◆ WHAT IS BEING ASKED: Provide the count of lines below where "door" occurs, with no other output.

(Natural language region descriptions)
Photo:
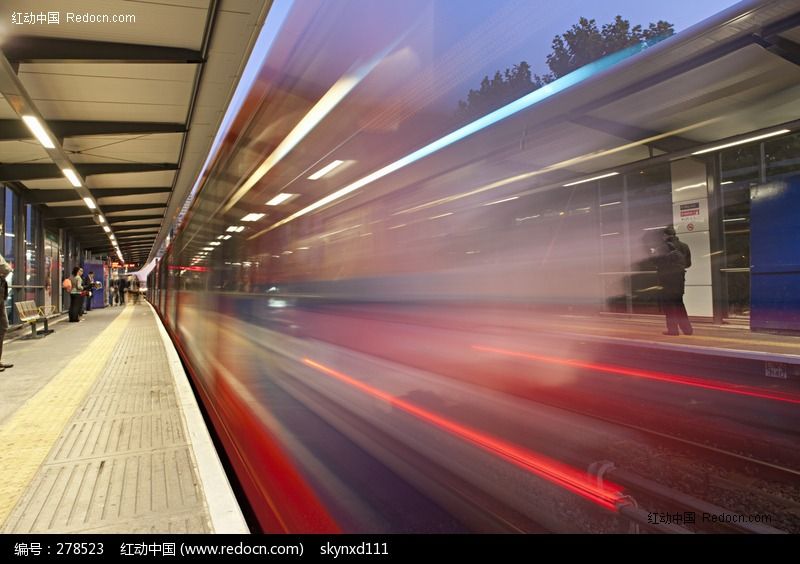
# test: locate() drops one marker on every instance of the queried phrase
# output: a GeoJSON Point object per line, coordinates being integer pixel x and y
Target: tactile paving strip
{"type": "Point", "coordinates": [122, 462]}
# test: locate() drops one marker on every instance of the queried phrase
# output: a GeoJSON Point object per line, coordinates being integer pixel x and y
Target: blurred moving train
{"type": "Point", "coordinates": [352, 242]}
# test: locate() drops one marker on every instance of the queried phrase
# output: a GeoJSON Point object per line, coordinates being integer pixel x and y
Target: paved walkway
{"type": "Point", "coordinates": [99, 432]}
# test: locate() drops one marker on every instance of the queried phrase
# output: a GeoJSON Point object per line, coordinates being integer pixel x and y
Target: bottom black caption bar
{"type": "Point", "coordinates": [341, 548]}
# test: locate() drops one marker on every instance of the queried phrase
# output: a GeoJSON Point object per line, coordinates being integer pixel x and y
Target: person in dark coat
{"type": "Point", "coordinates": [672, 260]}
{"type": "Point", "coordinates": [76, 295]}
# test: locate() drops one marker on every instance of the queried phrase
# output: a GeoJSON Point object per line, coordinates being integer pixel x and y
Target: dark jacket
{"type": "Point", "coordinates": [671, 264]}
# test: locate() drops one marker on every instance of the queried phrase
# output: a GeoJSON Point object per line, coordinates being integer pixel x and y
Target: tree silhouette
{"type": "Point", "coordinates": [583, 43]}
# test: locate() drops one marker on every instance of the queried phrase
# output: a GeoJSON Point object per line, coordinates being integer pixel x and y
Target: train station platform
{"type": "Point", "coordinates": [100, 432]}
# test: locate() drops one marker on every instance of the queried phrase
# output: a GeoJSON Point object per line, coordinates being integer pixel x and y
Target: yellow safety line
{"type": "Point", "coordinates": [28, 436]}
{"type": "Point", "coordinates": [645, 335]}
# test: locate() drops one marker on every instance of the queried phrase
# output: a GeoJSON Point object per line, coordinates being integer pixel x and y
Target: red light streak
{"type": "Point", "coordinates": [648, 375]}
{"type": "Point", "coordinates": [608, 496]}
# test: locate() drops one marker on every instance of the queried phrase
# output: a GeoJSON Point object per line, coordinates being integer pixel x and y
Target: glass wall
{"type": "Point", "coordinates": [634, 209]}
{"type": "Point", "coordinates": [11, 203]}
{"type": "Point", "coordinates": [34, 280]}
{"type": "Point", "coordinates": [52, 270]}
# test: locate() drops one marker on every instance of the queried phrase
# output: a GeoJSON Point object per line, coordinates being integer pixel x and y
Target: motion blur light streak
{"type": "Point", "coordinates": [489, 119]}
{"type": "Point", "coordinates": [645, 374]}
{"type": "Point", "coordinates": [608, 496]}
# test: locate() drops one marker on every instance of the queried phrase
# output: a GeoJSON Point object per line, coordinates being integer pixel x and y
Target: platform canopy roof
{"type": "Point", "coordinates": [131, 106]}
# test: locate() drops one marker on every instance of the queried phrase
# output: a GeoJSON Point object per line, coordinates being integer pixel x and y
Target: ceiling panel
{"type": "Point", "coordinates": [157, 23]}
{"type": "Point", "coordinates": [160, 198]}
{"type": "Point", "coordinates": [128, 179]}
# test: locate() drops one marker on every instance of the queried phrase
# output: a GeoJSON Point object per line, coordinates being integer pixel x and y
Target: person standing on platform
{"type": "Point", "coordinates": [5, 270]}
{"type": "Point", "coordinates": [89, 287]}
{"type": "Point", "coordinates": [76, 295]}
{"type": "Point", "coordinates": [672, 260]}
{"type": "Point", "coordinates": [113, 289]}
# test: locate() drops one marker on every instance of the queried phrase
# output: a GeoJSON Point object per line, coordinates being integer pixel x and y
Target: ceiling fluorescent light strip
{"type": "Point", "coordinates": [325, 170]}
{"type": "Point", "coordinates": [741, 141]}
{"type": "Point", "coordinates": [72, 177]}
{"type": "Point", "coordinates": [591, 179]}
{"type": "Point", "coordinates": [38, 131]}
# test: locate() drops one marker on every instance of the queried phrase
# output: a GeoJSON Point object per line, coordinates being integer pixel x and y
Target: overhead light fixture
{"type": "Point", "coordinates": [72, 177]}
{"type": "Point", "coordinates": [690, 186]}
{"type": "Point", "coordinates": [501, 201]}
{"type": "Point", "coordinates": [591, 179]}
{"type": "Point", "coordinates": [742, 141]}
{"type": "Point", "coordinates": [307, 123]}
{"type": "Point", "coordinates": [38, 131]}
{"type": "Point", "coordinates": [325, 170]}
{"type": "Point", "coordinates": [280, 198]}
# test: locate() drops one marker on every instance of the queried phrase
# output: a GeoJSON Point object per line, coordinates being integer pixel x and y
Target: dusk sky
{"type": "Point", "coordinates": [545, 19]}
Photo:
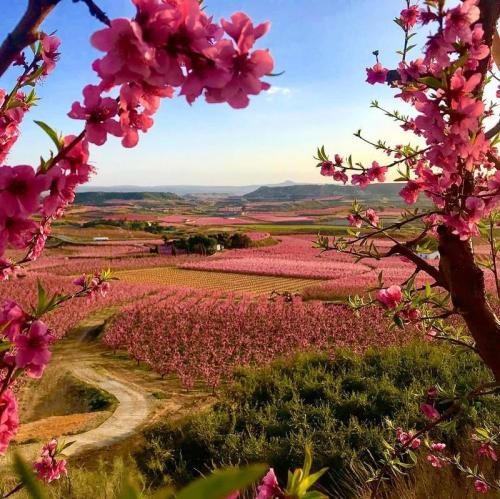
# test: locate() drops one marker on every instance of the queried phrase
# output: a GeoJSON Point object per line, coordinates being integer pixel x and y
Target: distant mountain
{"type": "Point", "coordinates": [314, 191]}
{"type": "Point", "coordinates": [183, 190]}
{"type": "Point", "coordinates": [100, 198]}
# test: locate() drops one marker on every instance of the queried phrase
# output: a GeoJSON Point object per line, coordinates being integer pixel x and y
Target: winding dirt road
{"type": "Point", "coordinates": [132, 411]}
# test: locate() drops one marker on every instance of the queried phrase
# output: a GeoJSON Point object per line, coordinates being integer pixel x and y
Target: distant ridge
{"type": "Point", "coordinates": [99, 198]}
{"type": "Point", "coordinates": [314, 191]}
{"type": "Point", "coordinates": [183, 190]}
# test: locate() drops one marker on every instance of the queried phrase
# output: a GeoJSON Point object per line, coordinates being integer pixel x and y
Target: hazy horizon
{"type": "Point", "coordinates": [322, 46]}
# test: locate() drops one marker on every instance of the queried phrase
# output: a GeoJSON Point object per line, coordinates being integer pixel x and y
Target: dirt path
{"type": "Point", "coordinates": [133, 410]}
{"type": "Point", "coordinates": [143, 396]}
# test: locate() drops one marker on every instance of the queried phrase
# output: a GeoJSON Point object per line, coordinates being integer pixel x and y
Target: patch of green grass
{"type": "Point", "coordinates": [338, 406]}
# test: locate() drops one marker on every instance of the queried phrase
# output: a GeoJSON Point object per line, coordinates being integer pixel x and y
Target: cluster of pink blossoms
{"type": "Point", "coordinates": [14, 106]}
{"type": "Point", "coordinates": [445, 89]}
{"type": "Point", "coordinates": [169, 44]}
{"type": "Point", "coordinates": [31, 198]}
{"type": "Point", "coordinates": [29, 341]}
{"type": "Point", "coordinates": [48, 468]}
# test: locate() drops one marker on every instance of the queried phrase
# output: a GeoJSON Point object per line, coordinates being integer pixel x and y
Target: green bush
{"type": "Point", "coordinates": [338, 406]}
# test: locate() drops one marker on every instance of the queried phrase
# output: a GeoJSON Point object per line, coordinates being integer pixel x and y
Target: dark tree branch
{"type": "Point", "coordinates": [96, 11]}
{"type": "Point", "coordinates": [26, 31]}
{"type": "Point", "coordinates": [420, 263]}
{"type": "Point", "coordinates": [493, 131]}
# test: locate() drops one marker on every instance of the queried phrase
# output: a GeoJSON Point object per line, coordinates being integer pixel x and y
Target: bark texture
{"type": "Point", "coordinates": [26, 31]}
{"type": "Point", "coordinates": [465, 282]}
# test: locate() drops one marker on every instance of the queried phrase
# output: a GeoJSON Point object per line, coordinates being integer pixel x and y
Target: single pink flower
{"type": "Point", "coordinates": [411, 192]}
{"type": "Point", "coordinates": [377, 172]}
{"type": "Point", "coordinates": [429, 411]}
{"type": "Point", "coordinates": [243, 32]}
{"type": "Point", "coordinates": [269, 486]}
{"type": "Point", "coordinates": [49, 469]}
{"type": "Point", "coordinates": [361, 180]}
{"type": "Point", "coordinates": [438, 447]}
{"type": "Point", "coordinates": [128, 57]}
{"type": "Point", "coordinates": [390, 297]}
{"type": "Point", "coordinates": [354, 220]}
{"type": "Point", "coordinates": [435, 461]}
{"type": "Point", "coordinates": [50, 55]}
{"type": "Point", "coordinates": [409, 17]}
{"type": "Point", "coordinates": [376, 74]}
{"type": "Point", "coordinates": [372, 217]}
{"type": "Point", "coordinates": [486, 450]}
{"type": "Point", "coordinates": [481, 487]}
{"type": "Point", "coordinates": [20, 189]}
{"type": "Point", "coordinates": [432, 391]}
{"type": "Point", "coordinates": [327, 169]}
{"type": "Point", "coordinates": [9, 419]}
{"type": "Point", "coordinates": [98, 112]}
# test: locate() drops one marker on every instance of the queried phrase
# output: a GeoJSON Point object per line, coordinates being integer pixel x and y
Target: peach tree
{"type": "Point", "coordinates": [453, 162]}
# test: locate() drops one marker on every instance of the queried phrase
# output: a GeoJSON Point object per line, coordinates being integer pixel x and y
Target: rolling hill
{"type": "Point", "coordinates": [101, 198]}
{"type": "Point", "coordinates": [376, 192]}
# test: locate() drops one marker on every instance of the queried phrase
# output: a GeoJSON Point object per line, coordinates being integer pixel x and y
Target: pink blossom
{"type": "Point", "coordinates": [9, 419]}
{"type": "Point", "coordinates": [410, 192]}
{"type": "Point", "coordinates": [327, 169]}
{"type": "Point", "coordinates": [98, 113]}
{"type": "Point", "coordinates": [127, 58]}
{"type": "Point", "coordinates": [361, 180]}
{"type": "Point", "coordinates": [376, 74]}
{"type": "Point", "coordinates": [435, 461]}
{"type": "Point", "coordinates": [429, 411]}
{"type": "Point", "coordinates": [432, 391]}
{"type": "Point", "coordinates": [486, 450]}
{"type": "Point", "coordinates": [408, 17]}
{"type": "Point", "coordinates": [32, 349]}
{"type": "Point", "coordinates": [131, 118]}
{"type": "Point", "coordinates": [372, 217]}
{"type": "Point", "coordinates": [246, 69]}
{"type": "Point", "coordinates": [50, 55]}
{"type": "Point", "coordinates": [475, 207]}
{"type": "Point", "coordinates": [354, 220]}
{"type": "Point", "coordinates": [411, 314]}
{"type": "Point", "coordinates": [438, 447]}
{"type": "Point", "coordinates": [20, 189]}
{"type": "Point", "coordinates": [377, 172]}
{"type": "Point", "coordinates": [481, 487]}
{"type": "Point", "coordinates": [390, 297]}
{"type": "Point", "coordinates": [406, 438]}
{"type": "Point", "coordinates": [16, 231]}
{"type": "Point", "coordinates": [269, 486]}
{"type": "Point", "coordinates": [243, 32]}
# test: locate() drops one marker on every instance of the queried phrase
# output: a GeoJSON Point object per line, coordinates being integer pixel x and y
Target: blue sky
{"type": "Point", "coordinates": [322, 45]}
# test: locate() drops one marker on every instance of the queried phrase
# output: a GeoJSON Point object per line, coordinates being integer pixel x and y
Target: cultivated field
{"type": "Point", "coordinates": [220, 281]}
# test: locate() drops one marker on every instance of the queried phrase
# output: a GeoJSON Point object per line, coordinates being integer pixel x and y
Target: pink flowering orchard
{"type": "Point", "coordinates": [168, 48]}
{"type": "Point", "coordinates": [454, 161]}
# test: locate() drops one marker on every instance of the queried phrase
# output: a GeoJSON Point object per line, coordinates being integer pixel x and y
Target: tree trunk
{"type": "Point", "coordinates": [465, 282]}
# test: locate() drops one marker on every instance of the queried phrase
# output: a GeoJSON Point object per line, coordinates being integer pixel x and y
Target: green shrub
{"type": "Point", "coordinates": [338, 406]}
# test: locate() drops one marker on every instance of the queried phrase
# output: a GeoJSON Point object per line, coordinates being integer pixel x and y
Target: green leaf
{"type": "Point", "coordinates": [222, 483]}
{"type": "Point", "coordinates": [33, 488]}
{"type": "Point", "coordinates": [314, 494]}
{"type": "Point", "coordinates": [431, 82]}
{"type": "Point", "coordinates": [51, 133]}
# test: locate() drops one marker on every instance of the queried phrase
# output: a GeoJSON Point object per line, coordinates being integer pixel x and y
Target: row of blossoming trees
{"type": "Point", "coordinates": [167, 46]}
{"type": "Point", "coordinates": [454, 163]}
{"type": "Point", "coordinates": [174, 44]}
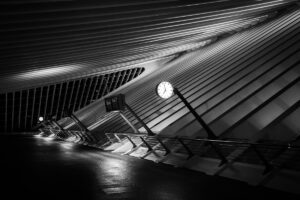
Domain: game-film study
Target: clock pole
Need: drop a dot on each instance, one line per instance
(210, 133)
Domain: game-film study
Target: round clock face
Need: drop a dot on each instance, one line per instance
(164, 90)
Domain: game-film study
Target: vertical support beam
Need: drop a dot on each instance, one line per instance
(46, 103)
(140, 120)
(52, 100)
(185, 147)
(78, 122)
(76, 95)
(210, 133)
(6, 104)
(128, 122)
(20, 109)
(82, 93)
(40, 102)
(268, 166)
(64, 100)
(217, 150)
(146, 143)
(26, 110)
(130, 140)
(13, 112)
(163, 145)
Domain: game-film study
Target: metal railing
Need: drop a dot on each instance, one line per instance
(271, 155)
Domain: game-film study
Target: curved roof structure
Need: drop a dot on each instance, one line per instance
(58, 55)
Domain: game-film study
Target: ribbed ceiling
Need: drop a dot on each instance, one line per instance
(49, 49)
(243, 86)
(76, 38)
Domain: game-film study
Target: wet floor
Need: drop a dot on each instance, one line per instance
(41, 168)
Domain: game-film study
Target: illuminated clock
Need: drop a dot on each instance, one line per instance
(164, 90)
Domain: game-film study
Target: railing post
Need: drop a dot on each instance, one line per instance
(61, 129)
(128, 122)
(146, 143)
(186, 148)
(217, 150)
(209, 132)
(164, 146)
(139, 119)
(78, 122)
(268, 166)
(133, 144)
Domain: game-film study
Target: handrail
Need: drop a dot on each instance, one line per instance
(287, 145)
(216, 145)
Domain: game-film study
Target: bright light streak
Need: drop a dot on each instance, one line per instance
(41, 119)
(53, 71)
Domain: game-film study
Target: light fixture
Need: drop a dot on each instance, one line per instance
(164, 90)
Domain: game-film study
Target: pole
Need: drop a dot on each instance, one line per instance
(128, 122)
(210, 133)
(150, 133)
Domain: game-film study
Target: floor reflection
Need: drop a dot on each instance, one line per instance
(43, 168)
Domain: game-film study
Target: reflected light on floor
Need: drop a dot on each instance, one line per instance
(67, 146)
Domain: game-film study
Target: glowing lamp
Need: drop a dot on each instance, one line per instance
(164, 90)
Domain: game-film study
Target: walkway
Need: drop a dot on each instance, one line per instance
(41, 168)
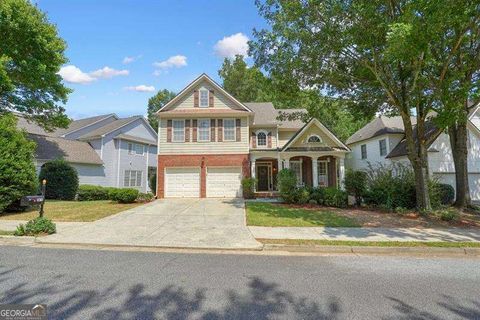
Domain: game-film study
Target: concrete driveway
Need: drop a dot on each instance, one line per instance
(185, 223)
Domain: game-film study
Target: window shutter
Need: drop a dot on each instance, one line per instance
(220, 130)
(195, 98)
(194, 130)
(187, 130)
(238, 125)
(212, 130)
(210, 99)
(169, 130)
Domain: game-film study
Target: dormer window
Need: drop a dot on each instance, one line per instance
(314, 139)
(203, 98)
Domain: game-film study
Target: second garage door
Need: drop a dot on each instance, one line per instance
(224, 182)
(182, 182)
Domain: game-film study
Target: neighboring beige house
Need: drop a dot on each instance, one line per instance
(208, 141)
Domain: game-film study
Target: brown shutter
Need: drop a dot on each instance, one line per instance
(169, 130)
(212, 130)
(220, 130)
(194, 130)
(238, 125)
(195, 98)
(187, 130)
(210, 99)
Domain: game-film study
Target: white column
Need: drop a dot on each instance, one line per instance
(315, 172)
(342, 172)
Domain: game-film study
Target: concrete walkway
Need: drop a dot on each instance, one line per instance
(176, 223)
(366, 234)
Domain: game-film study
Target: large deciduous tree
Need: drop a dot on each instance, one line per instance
(155, 103)
(374, 54)
(31, 54)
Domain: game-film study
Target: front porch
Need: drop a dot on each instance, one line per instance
(312, 170)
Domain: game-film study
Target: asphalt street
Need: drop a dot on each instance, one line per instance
(88, 284)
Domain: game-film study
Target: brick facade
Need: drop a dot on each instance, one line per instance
(202, 162)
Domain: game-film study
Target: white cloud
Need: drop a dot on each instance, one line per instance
(73, 74)
(230, 46)
(177, 61)
(107, 73)
(141, 88)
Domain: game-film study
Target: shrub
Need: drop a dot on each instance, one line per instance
(62, 180)
(356, 184)
(17, 169)
(287, 185)
(36, 226)
(90, 193)
(248, 185)
(335, 197)
(145, 197)
(152, 183)
(127, 195)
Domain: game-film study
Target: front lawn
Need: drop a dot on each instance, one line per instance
(73, 211)
(277, 215)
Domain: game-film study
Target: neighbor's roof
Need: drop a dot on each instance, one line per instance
(379, 126)
(50, 148)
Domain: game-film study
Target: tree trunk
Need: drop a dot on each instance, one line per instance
(458, 141)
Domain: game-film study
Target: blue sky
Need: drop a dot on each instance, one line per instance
(121, 52)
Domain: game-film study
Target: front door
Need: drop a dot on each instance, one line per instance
(262, 178)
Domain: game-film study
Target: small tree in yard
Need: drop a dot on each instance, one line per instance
(62, 180)
(356, 184)
(17, 170)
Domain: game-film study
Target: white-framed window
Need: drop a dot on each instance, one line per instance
(132, 178)
(261, 139)
(136, 148)
(203, 98)
(178, 130)
(382, 144)
(363, 149)
(204, 130)
(229, 129)
(314, 139)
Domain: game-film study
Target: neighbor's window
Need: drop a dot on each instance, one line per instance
(261, 139)
(132, 178)
(383, 147)
(178, 130)
(204, 130)
(203, 98)
(364, 151)
(229, 129)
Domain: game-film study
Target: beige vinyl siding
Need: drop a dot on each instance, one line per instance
(220, 100)
(225, 147)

◆ TASK RESPONSE: 2